• _Short task a_:
Reproduce word for word the passage of the sexism detection write-up between "The data covered" and "a language model.", inclusive.

• _Supplied text_:
[BEGIN]

Detecting Sexism Across Social Media with a BERT Model
As part of the EXIST 2025 lab at CLEF, Darren and I built a system for identifying and classifying sexism across tweets, memes, and videos. The core idea was deliberately contrarian to the competition’s framing: rather than building separate models tuned to each media type, we wanted to see how far a single model trained only on tweet text could get when applied to the other formats. The full paper is available here.
The Problem
The task had two parts. First, identify whether a given piece of social media content is sexist. Second, if it is, classify the intent behind it — is it someone being directly sexist, someone condemning sexism, or someone reporting an experience of it? These are meaningfully different things, and conflating them is both analytically and practically a problem.
The data covered three media types: around 10,000 tweets, 5,000 memes, and 2,500 videos, split across English and Spanish. For the memes, text was extracted via OCR. For the videos, transcripts were provided. Both are obviously lossy ways of representing their respective media, but they’re what you’ve got if you want to feed the content into a language model.

[END]

• _Short task b_:
Quote the records below exactly, from their first line through the line containing "x=503, y=196", inclusive, and leave the pictures out.

• _Available data_:

[BEGIN]

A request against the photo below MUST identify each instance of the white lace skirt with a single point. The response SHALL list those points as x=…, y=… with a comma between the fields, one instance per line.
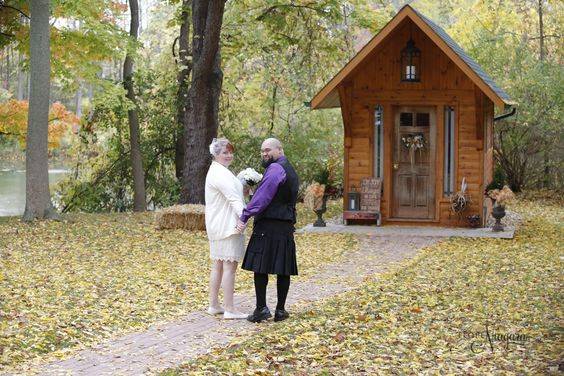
x=231, y=248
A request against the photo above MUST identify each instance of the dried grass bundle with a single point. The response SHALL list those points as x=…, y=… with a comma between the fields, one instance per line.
x=313, y=198
x=188, y=217
x=503, y=196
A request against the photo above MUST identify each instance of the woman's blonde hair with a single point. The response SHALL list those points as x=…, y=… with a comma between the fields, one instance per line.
x=218, y=144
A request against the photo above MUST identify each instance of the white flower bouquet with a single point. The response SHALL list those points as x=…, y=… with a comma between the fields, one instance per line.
x=249, y=177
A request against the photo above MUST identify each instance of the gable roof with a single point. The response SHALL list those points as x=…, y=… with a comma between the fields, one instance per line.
x=328, y=97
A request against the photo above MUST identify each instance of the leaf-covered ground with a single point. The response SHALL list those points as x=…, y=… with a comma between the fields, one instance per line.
x=462, y=306
x=66, y=285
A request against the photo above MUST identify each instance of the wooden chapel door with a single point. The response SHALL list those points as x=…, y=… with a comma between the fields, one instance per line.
x=414, y=169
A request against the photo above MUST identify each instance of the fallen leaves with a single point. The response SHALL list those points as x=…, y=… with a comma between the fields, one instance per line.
x=444, y=312
x=67, y=285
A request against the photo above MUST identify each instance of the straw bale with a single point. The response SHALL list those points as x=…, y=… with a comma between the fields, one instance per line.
x=187, y=217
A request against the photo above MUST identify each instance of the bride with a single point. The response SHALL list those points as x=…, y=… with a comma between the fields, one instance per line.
x=224, y=205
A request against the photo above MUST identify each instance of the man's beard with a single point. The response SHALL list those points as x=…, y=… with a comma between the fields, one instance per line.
x=267, y=162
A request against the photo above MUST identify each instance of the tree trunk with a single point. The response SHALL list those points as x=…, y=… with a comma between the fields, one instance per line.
x=8, y=53
x=203, y=106
x=78, y=101
x=38, y=200
x=546, y=153
x=183, y=88
x=20, y=91
x=139, y=199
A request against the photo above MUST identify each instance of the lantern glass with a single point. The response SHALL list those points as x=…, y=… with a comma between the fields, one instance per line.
x=410, y=62
x=354, y=201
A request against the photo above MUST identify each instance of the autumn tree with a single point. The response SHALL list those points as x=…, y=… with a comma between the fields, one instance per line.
x=139, y=199
x=201, y=118
x=38, y=199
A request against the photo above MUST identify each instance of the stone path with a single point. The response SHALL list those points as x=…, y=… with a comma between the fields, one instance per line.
x=168, y=345
x=425, y=231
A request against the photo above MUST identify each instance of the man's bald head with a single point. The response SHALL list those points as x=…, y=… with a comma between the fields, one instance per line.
x=271, y=149
x=272, y=143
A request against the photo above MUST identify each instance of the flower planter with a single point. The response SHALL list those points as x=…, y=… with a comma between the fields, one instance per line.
x=498, y=213
x=320, y=222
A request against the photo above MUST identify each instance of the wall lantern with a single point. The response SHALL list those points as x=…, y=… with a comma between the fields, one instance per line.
x=354, y=200
x=410, y=62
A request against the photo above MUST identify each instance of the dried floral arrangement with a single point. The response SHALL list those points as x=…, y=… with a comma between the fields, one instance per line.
x=313, y=198
x=501, y=196
x=460, y=200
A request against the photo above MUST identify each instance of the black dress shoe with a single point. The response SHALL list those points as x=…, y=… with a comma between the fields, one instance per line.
x=260, y=315
x=281, y=314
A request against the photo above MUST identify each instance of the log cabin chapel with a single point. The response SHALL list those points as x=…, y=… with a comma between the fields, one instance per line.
x=418, y=114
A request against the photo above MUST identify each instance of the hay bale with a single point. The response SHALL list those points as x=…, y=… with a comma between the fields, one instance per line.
x=188, y=217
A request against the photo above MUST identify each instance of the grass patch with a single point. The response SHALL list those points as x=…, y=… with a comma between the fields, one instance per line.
x=428, y=316
x=66, y=285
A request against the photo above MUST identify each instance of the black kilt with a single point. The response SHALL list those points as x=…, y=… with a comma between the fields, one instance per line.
x=271, y=249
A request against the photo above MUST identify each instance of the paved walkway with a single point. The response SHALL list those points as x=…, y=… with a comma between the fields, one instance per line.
x=171, y=344
x=425, y=231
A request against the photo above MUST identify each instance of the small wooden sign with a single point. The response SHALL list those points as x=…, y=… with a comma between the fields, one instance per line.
x=370, y=194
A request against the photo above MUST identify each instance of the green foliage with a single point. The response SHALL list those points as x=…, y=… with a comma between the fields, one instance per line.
x=102, y=179
x=498, y=181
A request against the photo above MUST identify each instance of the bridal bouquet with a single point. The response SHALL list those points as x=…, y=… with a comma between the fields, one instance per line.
x=249, y=177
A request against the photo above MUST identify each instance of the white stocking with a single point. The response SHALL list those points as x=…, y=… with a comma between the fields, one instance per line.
x=215, y=282
x=228, y=283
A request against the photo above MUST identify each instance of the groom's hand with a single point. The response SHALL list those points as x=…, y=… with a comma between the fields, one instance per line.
x=241, y=226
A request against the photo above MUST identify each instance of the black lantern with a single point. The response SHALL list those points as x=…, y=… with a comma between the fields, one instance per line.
x=410, y=62
x=354, y=201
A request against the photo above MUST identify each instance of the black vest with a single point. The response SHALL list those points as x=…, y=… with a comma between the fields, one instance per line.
x=283, y=205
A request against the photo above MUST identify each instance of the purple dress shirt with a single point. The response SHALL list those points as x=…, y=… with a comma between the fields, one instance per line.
x=273, y=177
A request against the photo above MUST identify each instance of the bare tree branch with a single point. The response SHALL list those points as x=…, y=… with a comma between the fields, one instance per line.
x=3, y=5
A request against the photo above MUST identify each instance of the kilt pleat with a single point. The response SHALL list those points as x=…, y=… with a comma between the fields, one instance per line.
x=271, y=249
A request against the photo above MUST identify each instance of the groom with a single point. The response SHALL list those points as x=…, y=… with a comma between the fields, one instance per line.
x=271, y=249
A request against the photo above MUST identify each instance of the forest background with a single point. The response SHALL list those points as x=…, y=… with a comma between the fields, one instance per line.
x=275, y=55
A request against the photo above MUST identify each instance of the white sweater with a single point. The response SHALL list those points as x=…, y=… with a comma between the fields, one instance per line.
x=224, y=202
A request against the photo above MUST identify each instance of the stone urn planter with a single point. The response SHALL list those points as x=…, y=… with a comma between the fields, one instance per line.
x=320, y=222
x=498, y=213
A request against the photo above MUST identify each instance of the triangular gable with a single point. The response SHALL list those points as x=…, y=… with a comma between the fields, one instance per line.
x=328, y=97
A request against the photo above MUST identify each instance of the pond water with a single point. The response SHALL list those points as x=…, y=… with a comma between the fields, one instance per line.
x=12, y=189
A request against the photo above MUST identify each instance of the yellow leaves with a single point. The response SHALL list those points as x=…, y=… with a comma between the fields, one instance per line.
x=430, y=313
x=69, y=284
x=13, y=121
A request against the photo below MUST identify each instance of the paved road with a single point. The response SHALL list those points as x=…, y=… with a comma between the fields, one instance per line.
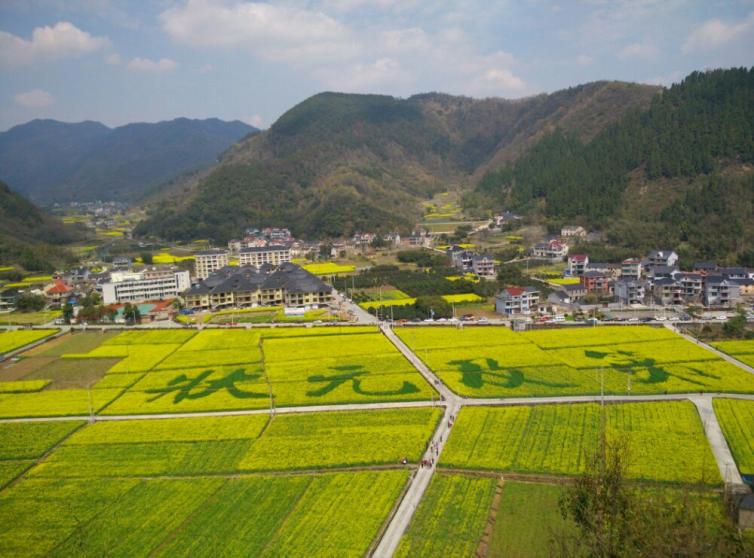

[END]

• _Written reply a_:
The data covered three media types: around 10,000 tweets, 5,000 memes, and 2,500 videos, split across English and Spanish. For the memes, text was extracted via OCR. For the videos, transcripts were provided. Both are obviously lossy ways of representing their respective media, but they’re what you’ve got if you want to feed the content into a language model.

• _Written reply b_:
A request against the photo below MUST identify each instance of the white lace skirt with a single point. The response SHALL list those points as x=…, y=… with a comma between the fields, one instance per line.
x=231, y=248
A request against the photo above MUST identify each instance of the dried grass bundle with a single point. The response SHALL list those points as x=…, y=… with a comma between the fields, one instance per line.
x=313, y=198
x=188, y=217
x=503, y=196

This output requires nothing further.